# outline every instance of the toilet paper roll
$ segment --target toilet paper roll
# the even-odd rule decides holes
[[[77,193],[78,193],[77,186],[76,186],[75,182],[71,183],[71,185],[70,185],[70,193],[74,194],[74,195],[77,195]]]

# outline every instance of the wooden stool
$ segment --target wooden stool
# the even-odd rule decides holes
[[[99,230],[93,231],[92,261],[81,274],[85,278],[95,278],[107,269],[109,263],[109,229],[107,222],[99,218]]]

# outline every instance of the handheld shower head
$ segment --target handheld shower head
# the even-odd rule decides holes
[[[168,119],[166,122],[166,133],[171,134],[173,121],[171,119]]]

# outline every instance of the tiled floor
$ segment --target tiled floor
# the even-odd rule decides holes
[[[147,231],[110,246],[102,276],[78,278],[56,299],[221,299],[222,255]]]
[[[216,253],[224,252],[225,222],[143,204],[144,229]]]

• _Work to be completed_
Retype all of the material above. Do not alter a single word.

• _Solution to the exercise_
# outline every instance of the toilet paper roll
$ segment --target toilet paper roll
# the even-odd rule decides holes
[[[77,193],[78,193],[77,186],[76,186],[75,182],[71,183],[71,185],[70,185],[70,193],[74,194],[74,195],[77,195]]]

# outline every instance of the wooden stool
$ segment --target wooden stool
# the even-odd rule decides holes
[[[99,230],[93,231],[92,261],[81,274],[85,278],[95,278],[107,269],[109,263],[109,229],[107,222],[99,218]]]

# outline every instance of the handheld shower head
$ segment --target handheld shower head
# the even-odd rule decides holes
[[[168,119],[166,122],[166,133],[171,134],[173,121],[171,119]]]

# outline every instance of the tiled floor
$ segment --target tiled floor
# the even-odd rule decides holes
[[[147,231],[110,246],[102,276],[78,278],[56,299],[221,299],[222,255]]]
[[[216,253],[224,252],[225,222],[143,204],[144,229]]]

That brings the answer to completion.